◆ **WHAT THE TASK ASKS**
Pick out each line in these entries that contains the string "meerkat".

◆ **SOURCE RECORDS**
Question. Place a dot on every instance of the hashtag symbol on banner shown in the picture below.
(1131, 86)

--

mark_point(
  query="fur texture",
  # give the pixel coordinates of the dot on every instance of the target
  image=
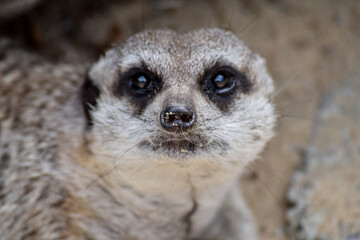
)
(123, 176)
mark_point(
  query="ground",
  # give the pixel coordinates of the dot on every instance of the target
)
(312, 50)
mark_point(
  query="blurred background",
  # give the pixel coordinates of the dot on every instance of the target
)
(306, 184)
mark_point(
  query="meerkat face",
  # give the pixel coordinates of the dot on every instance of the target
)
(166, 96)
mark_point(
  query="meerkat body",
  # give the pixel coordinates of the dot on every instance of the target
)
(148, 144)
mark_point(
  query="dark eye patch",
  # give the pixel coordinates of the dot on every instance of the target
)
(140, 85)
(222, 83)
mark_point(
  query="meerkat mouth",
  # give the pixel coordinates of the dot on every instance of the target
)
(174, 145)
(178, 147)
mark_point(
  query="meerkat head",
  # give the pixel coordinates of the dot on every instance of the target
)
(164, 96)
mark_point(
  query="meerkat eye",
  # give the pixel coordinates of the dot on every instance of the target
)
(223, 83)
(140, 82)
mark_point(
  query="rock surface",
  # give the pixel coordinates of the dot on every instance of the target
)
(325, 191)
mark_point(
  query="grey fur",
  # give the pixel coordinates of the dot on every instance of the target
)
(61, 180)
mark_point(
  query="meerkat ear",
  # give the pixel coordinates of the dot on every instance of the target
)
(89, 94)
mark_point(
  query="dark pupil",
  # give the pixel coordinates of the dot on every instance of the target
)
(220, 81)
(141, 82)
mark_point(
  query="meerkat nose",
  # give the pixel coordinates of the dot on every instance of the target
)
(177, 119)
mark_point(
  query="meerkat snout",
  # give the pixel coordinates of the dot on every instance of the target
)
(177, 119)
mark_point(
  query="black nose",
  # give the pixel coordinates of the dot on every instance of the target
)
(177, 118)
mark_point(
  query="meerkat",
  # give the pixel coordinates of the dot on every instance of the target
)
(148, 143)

◆ **TASK RESULT**
  query="meerkat face",
  query="meerkat body",
  query="meerkat mouth",
  query="meerkat head",
  query="meerkat eye",
  query="meerkat ear",
  query="meerkat nose",
  query="meerkat snout",
  query="meerkat",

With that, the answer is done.